§ Given information
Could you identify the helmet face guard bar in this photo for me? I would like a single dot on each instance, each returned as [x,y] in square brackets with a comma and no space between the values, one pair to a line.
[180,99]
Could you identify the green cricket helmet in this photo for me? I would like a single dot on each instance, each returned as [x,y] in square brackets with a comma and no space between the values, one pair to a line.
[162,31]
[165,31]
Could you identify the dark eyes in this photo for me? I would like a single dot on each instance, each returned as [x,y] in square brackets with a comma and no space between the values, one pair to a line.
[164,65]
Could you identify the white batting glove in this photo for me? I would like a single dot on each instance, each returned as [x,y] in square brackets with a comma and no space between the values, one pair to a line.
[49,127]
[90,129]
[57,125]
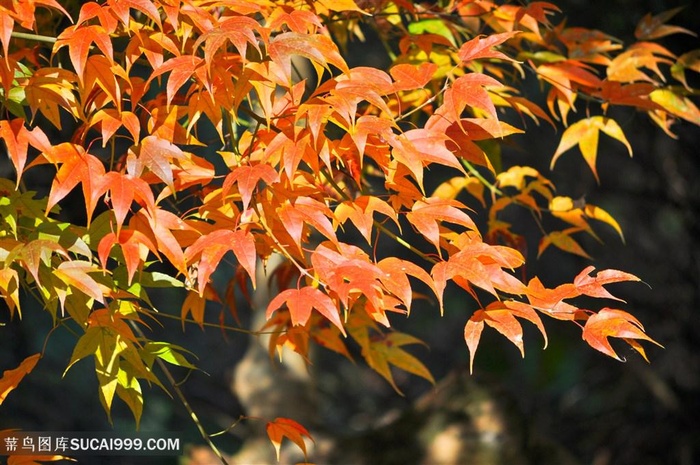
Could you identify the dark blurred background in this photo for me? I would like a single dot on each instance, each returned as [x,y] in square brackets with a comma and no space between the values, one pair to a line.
[603,411]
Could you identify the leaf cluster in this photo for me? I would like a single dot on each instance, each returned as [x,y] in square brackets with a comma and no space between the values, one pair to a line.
[305,150]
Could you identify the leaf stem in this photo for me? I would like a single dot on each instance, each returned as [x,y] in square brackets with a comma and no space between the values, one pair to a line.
[34,37]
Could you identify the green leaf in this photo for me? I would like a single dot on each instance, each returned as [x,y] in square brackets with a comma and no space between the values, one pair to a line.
[170,353]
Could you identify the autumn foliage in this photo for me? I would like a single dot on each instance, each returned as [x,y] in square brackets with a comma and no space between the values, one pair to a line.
[204,136]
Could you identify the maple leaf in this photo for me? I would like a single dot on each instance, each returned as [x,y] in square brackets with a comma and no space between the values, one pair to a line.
[653,27]
[159,225]
[380,351]
[584,133]
[110,121]
[676,104]
[9,290]
[75,274]
[77,167]
[279,428]
[300,302]
[239,30]
[501,317]
[593,286]
[11,378]
[468,90]
[306,210]
[154,153]
[318,48]
[79,39]
[134,246]
[609,322]
[247,178]
[691,61]
[182,69]
[407,76]
[481,47]
[395,278]
[563,241]
[211,248]
[424,216]
[360,212]
[50,89]
[124,189]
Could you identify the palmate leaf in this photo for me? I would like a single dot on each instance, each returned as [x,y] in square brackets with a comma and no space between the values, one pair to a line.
[11,378]
[609,322]
[79,39]
[426,214]
[279,428]
[300,302]
[502,317]
[319,49]
[584,133]
[76,167]
[209,249]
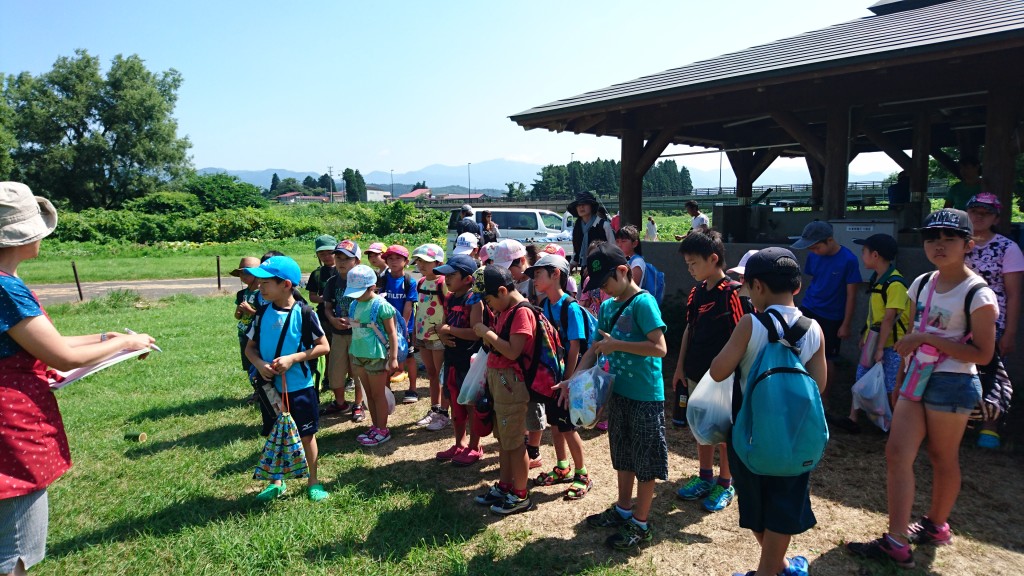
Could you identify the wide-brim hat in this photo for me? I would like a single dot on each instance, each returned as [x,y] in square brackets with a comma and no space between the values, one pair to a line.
[24,217]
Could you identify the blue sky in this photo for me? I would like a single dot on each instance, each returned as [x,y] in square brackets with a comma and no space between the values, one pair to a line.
[397,85]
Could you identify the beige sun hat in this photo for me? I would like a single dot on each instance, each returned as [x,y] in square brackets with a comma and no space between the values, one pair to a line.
[24,217]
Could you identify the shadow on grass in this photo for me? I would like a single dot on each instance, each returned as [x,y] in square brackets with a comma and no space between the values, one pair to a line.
[196,408]
[839,561]
[208,440]
[171,520]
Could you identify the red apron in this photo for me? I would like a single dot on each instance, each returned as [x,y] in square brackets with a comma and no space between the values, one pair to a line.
[34,449]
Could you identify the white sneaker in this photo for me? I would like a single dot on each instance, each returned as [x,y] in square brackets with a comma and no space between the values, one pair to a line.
[425,421]
[439,421]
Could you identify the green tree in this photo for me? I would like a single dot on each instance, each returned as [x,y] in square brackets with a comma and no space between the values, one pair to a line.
[221,191]
[94,140]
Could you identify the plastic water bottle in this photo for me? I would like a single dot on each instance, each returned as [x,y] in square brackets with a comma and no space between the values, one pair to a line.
[679,411]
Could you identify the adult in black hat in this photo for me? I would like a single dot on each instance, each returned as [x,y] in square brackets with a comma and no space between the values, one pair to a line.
[592,223]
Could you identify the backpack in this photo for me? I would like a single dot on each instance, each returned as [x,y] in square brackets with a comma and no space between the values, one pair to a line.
[399,324]
[547,366]
[305,339]
[589,323]
[780,429]
[653,280]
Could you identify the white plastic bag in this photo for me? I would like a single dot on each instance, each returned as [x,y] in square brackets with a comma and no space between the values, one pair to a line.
[709,411]
[476,379]
[869,396]
[589,392]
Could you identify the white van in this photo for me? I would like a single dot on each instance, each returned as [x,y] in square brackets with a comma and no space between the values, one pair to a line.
[525,224]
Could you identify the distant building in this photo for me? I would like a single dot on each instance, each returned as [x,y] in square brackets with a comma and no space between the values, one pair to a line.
[421,194]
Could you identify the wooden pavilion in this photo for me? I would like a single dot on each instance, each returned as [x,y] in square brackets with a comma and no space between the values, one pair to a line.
[915,75]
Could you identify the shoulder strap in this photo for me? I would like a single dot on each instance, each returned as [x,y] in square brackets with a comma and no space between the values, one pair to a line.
[622,309]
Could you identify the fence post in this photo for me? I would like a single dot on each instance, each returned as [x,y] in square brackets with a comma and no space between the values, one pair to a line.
[78,284]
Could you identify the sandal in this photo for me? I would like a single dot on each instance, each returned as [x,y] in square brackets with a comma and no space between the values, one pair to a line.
[556,476]
[581,486]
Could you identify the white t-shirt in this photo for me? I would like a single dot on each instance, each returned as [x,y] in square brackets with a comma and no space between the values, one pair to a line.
[759,338]
[946,318]
[651,231]
[635,261]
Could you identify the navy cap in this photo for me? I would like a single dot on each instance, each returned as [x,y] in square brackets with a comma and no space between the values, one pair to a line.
[884,244]
[458,262]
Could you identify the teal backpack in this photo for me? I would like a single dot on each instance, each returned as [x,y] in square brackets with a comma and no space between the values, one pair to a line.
[780,428]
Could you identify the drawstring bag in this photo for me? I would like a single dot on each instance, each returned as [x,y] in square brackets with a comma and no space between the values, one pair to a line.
[283,456]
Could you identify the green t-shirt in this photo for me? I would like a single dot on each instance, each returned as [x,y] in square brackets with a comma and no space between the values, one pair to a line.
[365,340]
[637,377]
[960,193]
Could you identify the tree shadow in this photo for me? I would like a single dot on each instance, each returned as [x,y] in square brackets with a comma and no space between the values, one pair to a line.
[195,408]
[839,561]
[207,439]
[170,520]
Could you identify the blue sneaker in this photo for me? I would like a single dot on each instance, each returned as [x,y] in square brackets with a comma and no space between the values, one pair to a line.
[694,489]
[719,498]
[798,567]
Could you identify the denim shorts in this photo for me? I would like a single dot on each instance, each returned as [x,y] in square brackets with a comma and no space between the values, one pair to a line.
[952,392]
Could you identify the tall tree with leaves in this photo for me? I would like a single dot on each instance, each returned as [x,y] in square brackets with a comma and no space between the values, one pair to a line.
[96,140]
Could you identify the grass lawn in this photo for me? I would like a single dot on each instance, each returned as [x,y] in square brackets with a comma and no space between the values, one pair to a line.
[183,502]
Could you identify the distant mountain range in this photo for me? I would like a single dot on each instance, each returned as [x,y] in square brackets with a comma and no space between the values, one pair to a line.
[489,176]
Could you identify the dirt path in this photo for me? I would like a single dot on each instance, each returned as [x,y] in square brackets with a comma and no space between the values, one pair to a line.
[152,289]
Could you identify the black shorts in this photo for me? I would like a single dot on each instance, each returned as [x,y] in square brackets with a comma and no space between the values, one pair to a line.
[830,330]
[781,504]
[557,416]
[636,436]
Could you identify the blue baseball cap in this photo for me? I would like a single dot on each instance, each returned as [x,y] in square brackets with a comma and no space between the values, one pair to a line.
[279,266]
[458,262]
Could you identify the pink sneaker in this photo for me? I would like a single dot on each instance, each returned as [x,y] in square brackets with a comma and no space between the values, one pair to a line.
[449,454]
[467,457]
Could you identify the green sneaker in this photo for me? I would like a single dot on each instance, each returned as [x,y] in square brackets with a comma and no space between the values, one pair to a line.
[719,498]
[608,519]
[630,536]
[271,492]
[694,489]
[316,493]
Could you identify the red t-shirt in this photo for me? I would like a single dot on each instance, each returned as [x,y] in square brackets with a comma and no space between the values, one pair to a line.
[522,323]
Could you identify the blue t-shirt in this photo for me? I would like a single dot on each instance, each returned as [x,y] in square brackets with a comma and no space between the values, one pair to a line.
[397,291]
[16,303]
[829,275]
[574,330]
[265,332]
[637,377]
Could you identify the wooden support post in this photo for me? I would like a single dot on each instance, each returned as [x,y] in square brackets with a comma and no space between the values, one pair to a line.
[1000,147]
[837,162]
[817,172]
[919,170]
[631,186]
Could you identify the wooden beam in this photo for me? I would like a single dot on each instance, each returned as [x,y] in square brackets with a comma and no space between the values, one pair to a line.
[631,184]
[802,133]
[654,149]
[1000,148]
[887,146]
[919,168]
[837,162]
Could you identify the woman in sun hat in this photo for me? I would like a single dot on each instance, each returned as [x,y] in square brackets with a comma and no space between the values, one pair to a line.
[34,449]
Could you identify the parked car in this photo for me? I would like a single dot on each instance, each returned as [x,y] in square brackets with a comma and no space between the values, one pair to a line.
[525,224]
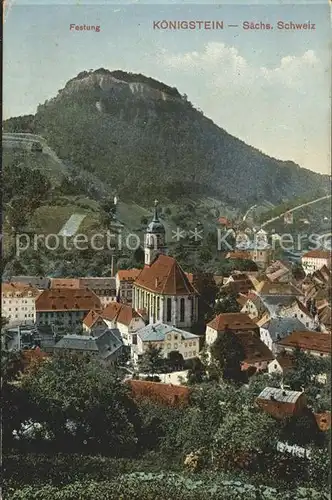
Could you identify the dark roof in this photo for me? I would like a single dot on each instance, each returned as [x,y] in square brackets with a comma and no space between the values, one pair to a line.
[166,277]
[105,345]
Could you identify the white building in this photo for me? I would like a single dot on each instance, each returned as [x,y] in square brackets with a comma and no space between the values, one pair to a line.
[168,339]
[18,302]
[162,288]
[126,319]
[315,259]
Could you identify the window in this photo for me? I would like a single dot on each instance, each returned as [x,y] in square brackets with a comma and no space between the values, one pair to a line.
[169,310]
[182,306]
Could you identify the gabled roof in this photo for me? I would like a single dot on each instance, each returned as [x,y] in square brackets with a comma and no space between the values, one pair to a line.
[105,345]
[65,283]
[92,317]
[267,288]
[121,313]
[280,395]
[232,321]
[308,340]
[158,331]
[39,282]
[255,350]
[317,254]
[282,327]
[67,299]
[166,277]
[128,274]
[285,360]
[22,289]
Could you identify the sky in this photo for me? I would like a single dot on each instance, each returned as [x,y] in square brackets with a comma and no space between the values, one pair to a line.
[269,88]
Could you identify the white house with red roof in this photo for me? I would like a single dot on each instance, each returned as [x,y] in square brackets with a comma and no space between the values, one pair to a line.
[315,259]
[162,288]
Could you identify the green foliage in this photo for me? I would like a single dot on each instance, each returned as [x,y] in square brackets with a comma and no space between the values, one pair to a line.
[83,405]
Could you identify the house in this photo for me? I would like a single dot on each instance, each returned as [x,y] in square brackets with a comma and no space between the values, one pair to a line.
[268,288]
[283,363]
[258,305]
[93,323]
[41,283]
[257,354]
[280,272]
[315,343]
[65,306]
[104,288]
[238,255]
[18,302]
[315,259]
[168,339]
[107,347]
[297,310]
[125,279]
[126,319]
[235,322]
[238,283]
[274,329]
[280,403]
[163,394]
[164,290]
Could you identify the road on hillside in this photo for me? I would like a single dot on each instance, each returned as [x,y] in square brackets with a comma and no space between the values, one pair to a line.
[296,208]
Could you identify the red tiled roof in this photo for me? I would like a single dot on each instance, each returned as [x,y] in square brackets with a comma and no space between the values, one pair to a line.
[21,288]
[67,299]
[122,313]
[311,341]
[128,274]
[317,254]
[92,317]
[323,420]
[165,276]
[254,348]
[286,360]
[238,255]
[65,283]
[232,321]
[164,394]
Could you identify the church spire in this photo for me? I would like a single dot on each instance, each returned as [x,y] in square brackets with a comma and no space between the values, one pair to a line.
[155,216]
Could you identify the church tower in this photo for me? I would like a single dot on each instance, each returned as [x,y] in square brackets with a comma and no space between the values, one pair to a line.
[154,243]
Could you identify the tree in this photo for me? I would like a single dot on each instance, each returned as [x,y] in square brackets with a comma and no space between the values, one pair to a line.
[83,405]
[197,372]
[243,435]
[151,360]
[228,353]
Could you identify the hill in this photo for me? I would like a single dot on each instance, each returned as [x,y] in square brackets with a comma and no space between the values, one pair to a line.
[142,139]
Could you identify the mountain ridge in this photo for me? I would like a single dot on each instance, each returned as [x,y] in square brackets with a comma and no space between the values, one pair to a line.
[144,139]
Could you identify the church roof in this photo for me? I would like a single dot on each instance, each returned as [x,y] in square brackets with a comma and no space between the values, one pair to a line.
[165,276]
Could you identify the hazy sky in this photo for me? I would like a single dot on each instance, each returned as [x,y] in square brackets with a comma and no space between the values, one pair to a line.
[269,88]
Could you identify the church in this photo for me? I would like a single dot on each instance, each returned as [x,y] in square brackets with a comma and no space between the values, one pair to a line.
[162,288]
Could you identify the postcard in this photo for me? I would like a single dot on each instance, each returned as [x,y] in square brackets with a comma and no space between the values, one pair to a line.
[166,250]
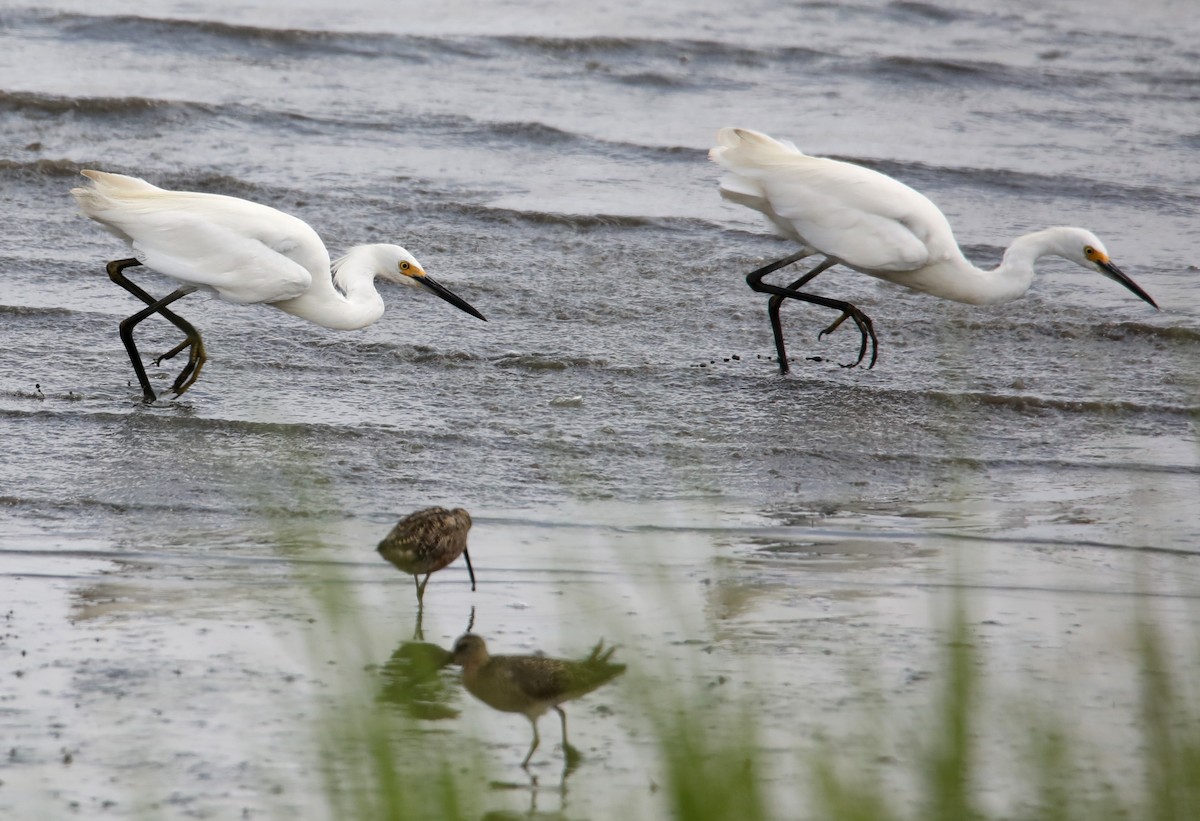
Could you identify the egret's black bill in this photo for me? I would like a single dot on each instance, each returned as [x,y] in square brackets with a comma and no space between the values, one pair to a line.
[1114,273]
[448,295]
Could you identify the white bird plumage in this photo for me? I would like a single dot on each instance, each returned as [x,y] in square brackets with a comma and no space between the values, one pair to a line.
[243,252]
[879,226]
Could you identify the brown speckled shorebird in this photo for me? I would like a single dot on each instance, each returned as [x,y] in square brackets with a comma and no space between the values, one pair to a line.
[427,540]
[532,684]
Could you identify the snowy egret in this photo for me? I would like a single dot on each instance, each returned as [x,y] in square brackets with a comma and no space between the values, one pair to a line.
[427,540]
[243,252]
[879,226]
[532,684]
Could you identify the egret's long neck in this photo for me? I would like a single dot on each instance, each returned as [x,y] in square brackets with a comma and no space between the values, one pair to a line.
[1014,275]
[343,299]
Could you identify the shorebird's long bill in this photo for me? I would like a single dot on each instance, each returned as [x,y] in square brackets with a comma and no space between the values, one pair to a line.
[1115,274]
[448,295]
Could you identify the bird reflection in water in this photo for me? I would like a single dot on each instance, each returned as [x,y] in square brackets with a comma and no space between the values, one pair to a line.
[413,681]
[533,684]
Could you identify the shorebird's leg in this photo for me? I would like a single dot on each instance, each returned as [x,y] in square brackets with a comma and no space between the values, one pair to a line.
[533,747]
[469,569]
[865,328]
[570,755]
[418,633]
[197,355]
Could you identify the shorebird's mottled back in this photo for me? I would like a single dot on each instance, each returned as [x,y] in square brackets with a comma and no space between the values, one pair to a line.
[427,540]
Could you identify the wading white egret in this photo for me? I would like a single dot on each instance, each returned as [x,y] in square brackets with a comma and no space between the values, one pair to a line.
[241,252]
[879,226]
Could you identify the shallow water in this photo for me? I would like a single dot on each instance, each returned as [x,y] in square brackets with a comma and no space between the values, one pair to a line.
[617,418]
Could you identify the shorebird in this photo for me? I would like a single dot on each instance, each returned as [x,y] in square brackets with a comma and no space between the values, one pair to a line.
[532,684]
[243,252]
[879,226]
[427,540]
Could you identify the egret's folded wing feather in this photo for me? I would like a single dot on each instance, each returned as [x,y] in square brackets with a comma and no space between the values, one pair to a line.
[239,269]
[852,214]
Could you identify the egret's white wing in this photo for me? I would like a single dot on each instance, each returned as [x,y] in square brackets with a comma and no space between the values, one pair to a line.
[239,269]
[244,251]
[864,219]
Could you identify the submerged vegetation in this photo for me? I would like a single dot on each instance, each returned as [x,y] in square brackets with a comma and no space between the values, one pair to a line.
[709,761]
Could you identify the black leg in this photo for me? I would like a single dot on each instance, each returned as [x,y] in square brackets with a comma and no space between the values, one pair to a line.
[197,355]
[525,765]
[130,323]
[865,328]
[774,304]
[469,569]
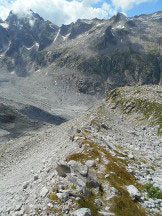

§ Instructions to follow
There should be an exact restatement of the lines from the line with "Could you identify the black leg" through the last line of the entries above, and no pictures in it.

§ Result for this task
Could you identify the black leg in this photo for me? I would like a single dot on each instance, each returned as [x,y] in square brackets with a comma and no space between the values, one pair to a line.
[197,355]
[525,765]
[130,323]
[865,328]
[774,304]
[469,569]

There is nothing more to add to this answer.